Please print the data shown below without any alteration.

───── Material supplied ─────

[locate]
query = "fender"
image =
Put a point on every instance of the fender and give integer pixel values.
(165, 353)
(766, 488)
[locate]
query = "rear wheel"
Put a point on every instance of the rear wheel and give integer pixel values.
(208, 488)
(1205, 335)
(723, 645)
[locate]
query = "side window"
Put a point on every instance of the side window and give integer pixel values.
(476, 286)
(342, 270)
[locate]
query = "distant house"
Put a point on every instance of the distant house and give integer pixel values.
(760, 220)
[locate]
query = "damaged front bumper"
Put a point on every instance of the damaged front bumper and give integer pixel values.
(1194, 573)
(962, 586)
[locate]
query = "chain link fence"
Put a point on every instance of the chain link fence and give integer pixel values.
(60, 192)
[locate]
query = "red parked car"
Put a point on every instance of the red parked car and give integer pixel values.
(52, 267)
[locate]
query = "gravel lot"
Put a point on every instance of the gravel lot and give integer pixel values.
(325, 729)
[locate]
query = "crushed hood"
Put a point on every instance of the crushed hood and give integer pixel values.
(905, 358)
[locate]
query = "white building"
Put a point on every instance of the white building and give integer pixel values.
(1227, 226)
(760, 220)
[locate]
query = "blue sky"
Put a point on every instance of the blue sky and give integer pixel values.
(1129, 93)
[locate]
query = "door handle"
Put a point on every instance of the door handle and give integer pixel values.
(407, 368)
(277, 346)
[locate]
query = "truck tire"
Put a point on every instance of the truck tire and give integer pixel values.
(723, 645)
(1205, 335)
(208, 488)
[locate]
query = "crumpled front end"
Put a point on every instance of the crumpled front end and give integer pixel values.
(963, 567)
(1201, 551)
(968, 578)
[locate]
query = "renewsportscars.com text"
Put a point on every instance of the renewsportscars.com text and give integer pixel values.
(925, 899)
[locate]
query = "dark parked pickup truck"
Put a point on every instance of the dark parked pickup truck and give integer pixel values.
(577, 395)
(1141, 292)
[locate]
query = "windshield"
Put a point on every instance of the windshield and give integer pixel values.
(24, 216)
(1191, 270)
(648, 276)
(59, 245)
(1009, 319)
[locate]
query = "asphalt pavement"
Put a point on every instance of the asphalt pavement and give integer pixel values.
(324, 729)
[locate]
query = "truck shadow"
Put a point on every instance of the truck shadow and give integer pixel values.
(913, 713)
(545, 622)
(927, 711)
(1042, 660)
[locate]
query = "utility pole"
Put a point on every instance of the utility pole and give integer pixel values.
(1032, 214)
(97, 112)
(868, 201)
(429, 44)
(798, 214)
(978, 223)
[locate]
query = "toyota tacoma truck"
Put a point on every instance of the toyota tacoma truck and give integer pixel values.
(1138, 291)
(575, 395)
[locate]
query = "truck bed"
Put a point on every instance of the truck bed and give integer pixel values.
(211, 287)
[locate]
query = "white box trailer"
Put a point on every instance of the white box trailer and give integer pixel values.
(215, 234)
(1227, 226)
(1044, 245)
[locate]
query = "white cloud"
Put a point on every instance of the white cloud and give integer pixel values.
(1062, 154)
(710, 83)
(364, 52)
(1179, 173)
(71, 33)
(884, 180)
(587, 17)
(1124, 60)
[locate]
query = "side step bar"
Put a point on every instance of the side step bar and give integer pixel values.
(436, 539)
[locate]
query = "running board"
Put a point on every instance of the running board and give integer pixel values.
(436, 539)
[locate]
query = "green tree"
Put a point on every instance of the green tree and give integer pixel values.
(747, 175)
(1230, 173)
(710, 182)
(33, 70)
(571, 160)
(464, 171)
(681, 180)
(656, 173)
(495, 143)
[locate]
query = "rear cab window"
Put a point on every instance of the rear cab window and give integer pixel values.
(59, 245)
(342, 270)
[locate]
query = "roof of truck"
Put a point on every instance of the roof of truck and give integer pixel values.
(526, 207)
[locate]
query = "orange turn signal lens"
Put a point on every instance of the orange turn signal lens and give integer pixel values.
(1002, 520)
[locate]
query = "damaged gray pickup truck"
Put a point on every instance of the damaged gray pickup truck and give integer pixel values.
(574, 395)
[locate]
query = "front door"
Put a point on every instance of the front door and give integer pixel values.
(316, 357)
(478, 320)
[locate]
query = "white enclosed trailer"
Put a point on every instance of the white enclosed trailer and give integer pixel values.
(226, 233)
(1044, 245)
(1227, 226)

─────

## Output for this exercise
[locate]
query = "fender"
image =
Put a point on every instance of the fender and give integer pixel values.
(165, 353)
(766, 488)
[locate]
query = "rear wheel"
Put a point on every instance of the rear wheel and give integer pixel values.
(208, 488)
(1205, 335)
(723, 645)
[locate]
query = "side window"
Put a point on every instance of the side window and give integer pixel values.
(476, 286)
(342, 270)
[locate]
query = "distant house"
Put a point on every instance of the distant house and give integer pixel values.
(760, 220)
[locate]
query = "damaged front bumper"
Put a point on every instance of the damaged front bumper and give integer pixel values.
(1194, 573)
(962, 586)
[locate]
query = "chain link fence"
Put a point on every instance of the chain link fence and give integer pixel values.
(60, 192)
[locate]
query = "red parked car"
Put a point on every instance of the red parked car and give integer pixel values.
(52, 267)
[locate]
query = "gravel lot"
Put a point on every instance of the gravel lot and give integer pixel values.
(325, 729)
[locate]
query = "crushed hood"
Put a point on every instance of the crushed hood and give integer pixel values.
(905, 358)
[locate]
query = "white building"
Put a point on every instance of the white building and give integer pixel values.
(1227, 226)
(760, 220)
[locate]
query = "blue sky"
Put a point on every instance of the blue sky and give integer pixel values.
(1129, 93)
[locate]
query = "door handle"
Put a point on every instance of the door handle and give integer pixel values.
(407, 368)
(277, 346)
[locate]
query = "truck tire"
Put a point on every instance of the truck tire and give integer pixel values.
(723, 645)
(1205, 335)
(208, 488)
[locate]
query = "crumpled front end"
Put a point on every instance of the crumpled front end and give integer pixel values.
(963, 567)
(1201, 551)
(968, 578)
[locate]
query = "renewsportscars.com text"
Put a point on every instance of the renewsportscars.com text and give integer pixel values.
(925, 899)
[locate]
query = "dark parked pickup truck"
Put a point on every instance of the dark parked pickup truck and give integer pixel values.
(577, 395)
(1141, 292)
[locate]
query = "windshield"
Put a point on every instance of the windshield and give integer pixel values.
(24, 216)
(1191, 270)
(648, 276)
(59, 245)
(1009, 319)
[locate]
query = "asphalt pavement"
Put a point on every instance of the asphalt pavement and give integer pixel values.
(324, 729)
[locate]
query = "truck shadow"
Put a point on every instance of the truck shadow and give integer pixel values.
(913, 713)
(545, 622)
(927, 711)
(1042, 660)
[locate]
query = "utility pole"
Put a point on every instance of the utility pole and give integer pixel values.
(1032, 214)
(97, 112)
(868, 201)
(429, 44)
(798, 214)
(978, 223)
[locate]
query = "toyota tacoma truck"
Put a point on every instance of the toyota tacoma truck and give integer pixel values.
(1138, 291)
(575, 395)
[locate]
query = "truck bed"
Put a point on every instance of the truck bed and give integer pixel values.
(211, 287)
[locate]
query = "white box trailer"
Put a point on every instance of the white box trailer and give integer pixel values.
(215, 234)
(1227, 226)
(1044, 245)
[locate]
query = "white cloud"
Put a point on every instance of the white cloud and give integer pixel values.
(1062, 154)
(710, 83)
(364, 52)
(1179, 173)
(71, 33)
(884, 180)
(587, 17)
(1124, 60)
[locate]
query = "side step bar"
Put a point on every instance of the side step bar and give integer pixel values.
(436, 539)
[locate]
query = "running board"
Put a point on every instance of the running board and give integer pixel values.
(436, 539)
[locate]
query = "green tree"
Put a point on every instance of the green tree and give integer pixel values.
(747, 175)
(1230, 173)
(710, 182)
(33, 70)
(571, 160)
(464, 171)
(681, 180)
(656, 173)
(495, 143)
[locate]
query = "rear cab window"
Put a point on every instance of the rear cab window and give integer pixel values.
(59, 245)
(342, 270)
[locate]
query = "roof of truck"
Put a point on every instance of the roof of truck and give integer pixel values.
(526, 207)
[locate]
query = "orange turn signal lens"
Put a point on every instance of the orange turn signal lens and give integer pixel values.
(1002, 520)
[locate]
query = "damaged gray pickup truck"
Put a point on every instance of the damaged gray pickup truck and give integer pixel values.
(574, 395)
[locate]
query = "front door"
Put a point on every instance of the front door and give integer pixel values.
(316, 357)
(478, 320)
[locate]
query = "white enclosed trailer"
Put a point on every instance of the white enclosed trailer and give integer pixel values.
(226, 233)
(1044, 245)
(1227, 226)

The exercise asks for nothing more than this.